━━ Recorded data
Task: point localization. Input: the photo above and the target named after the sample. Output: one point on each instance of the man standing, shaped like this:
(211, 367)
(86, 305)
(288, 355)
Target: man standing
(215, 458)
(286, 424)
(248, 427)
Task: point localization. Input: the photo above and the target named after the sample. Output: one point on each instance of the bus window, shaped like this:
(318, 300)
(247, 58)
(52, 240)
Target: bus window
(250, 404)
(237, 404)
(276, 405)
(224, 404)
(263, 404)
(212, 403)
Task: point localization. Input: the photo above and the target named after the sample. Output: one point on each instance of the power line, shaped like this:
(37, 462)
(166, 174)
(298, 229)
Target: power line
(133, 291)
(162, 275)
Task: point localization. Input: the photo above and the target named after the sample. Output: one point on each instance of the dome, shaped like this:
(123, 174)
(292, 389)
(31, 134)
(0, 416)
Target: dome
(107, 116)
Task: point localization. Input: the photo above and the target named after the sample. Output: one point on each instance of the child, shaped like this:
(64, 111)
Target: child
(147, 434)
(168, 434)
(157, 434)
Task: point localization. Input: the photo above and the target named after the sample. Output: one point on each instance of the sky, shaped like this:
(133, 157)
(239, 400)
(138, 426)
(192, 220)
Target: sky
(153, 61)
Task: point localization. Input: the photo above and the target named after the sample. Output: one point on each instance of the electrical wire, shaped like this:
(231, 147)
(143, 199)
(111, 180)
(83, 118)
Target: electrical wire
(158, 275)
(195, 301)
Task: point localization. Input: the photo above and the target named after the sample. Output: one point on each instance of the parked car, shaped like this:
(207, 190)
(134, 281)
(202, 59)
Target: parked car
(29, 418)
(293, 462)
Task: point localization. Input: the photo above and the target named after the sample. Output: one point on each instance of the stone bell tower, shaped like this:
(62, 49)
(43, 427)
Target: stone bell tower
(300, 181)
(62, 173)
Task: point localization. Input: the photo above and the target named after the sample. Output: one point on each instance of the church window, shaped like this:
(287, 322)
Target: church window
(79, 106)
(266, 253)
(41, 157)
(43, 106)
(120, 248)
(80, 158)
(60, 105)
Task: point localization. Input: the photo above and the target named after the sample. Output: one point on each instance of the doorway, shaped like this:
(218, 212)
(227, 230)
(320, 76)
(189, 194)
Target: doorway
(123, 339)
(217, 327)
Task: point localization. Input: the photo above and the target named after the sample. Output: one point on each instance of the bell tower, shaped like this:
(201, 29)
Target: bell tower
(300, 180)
━━━━
● Work to complete
Write out all of the records once more, exactly.

● Response to this exercise
Task: point localization. Input: the photo above and the target named after the sample. Output: one point on each instance of the man standing, shaped like this:
(211, 367)
(86, 305)
(288, 355)
Target: man standing
(215, 458)
(286, 424)
(248, 427)
Task: point localization. Input: the photo above and the target named after the sample. Output: one point on each instance of the bus window, shaped like this:
(318, 300)
(247, 58)
(52, 240)
Target: bus window
(250, 404)
(237, 404)
(276, 405)
(224, 404)
(263, 404)
(212, 403)
Task: point localization. Input: the photo above and the target named after the sample. Output: one point on each instance of the power line, shaped like this:
(37, 462)
(166, 174)
(298, 229)
Target: power line
(133, 291)
(162, 275)
Task: point localization. Input: the photo above and the target named after the sample. Output: one point on each instance of the dome, shaped like this:
(123, 174)
(292, 389)
(31, 134)
(0, 416)
Target: dome
(107, 116)
Task: point localization. Input: the photo above and the target named after the sample. Output: one point on each instance of the child, shaped like this:
(64, 111)
Target: child
(147, 434)
(168, 434)
(157, 434)
Task: point localization. Input: the photo above and the target named after the sample. Output: one point on each instance of the sky, shaped like this:
(133, 157)
(239, 400)
(138, 426)
(192, 220)
Target: sky
(153, 61)
Task: point localization. Input: the photo above and the target named after the sample. Output: one point on each instance of the electrical wire, shaped like this:
(231, 147)
(143, 199)
(111, 180)
(83, 118)
Target: electrical wire
(158, 275)
(195, 301)
Task: point localization. Input: the photo above and the target named after the sample. Output: one point on each instance of the parked car, shaped like this:
(207, 190)
(134, 281)
(202, 59)
Target: parked car
(29, 418)
(293, 462)
Task: point localization. Input: the photo above and the target named after the sample. Output: one point on each instance of the stone bell tower, shaped like this:
(62, 49)
(43, 427)
Target: stone bell tower
(300, 181)
(62, 173)
Task: point localization. Input: the photo above and the target named after the sample. Output: one point on each instance of the church window, shaped like this:
(287, 322)
Target: church window
(79, 106)
(266, 253)
(41, 157)
(43, 106)
(120, 248)
(80, 158)
(60, 105)
Task: point localization. Input: the photo above and the target named after the sample. Output: one point on each instance of the doorway, shaped like this:
(218, 212)
(227, 230)
(320, 76)
(189, 194)
Target: doorway
(123, 339)
(217, 327)
Task: point localization. Input: the photo above and the target named after the sample. Output: one point on each instance of the bell tower, shaped like this:
(201, 29)
Target: bell tower
(300, 180)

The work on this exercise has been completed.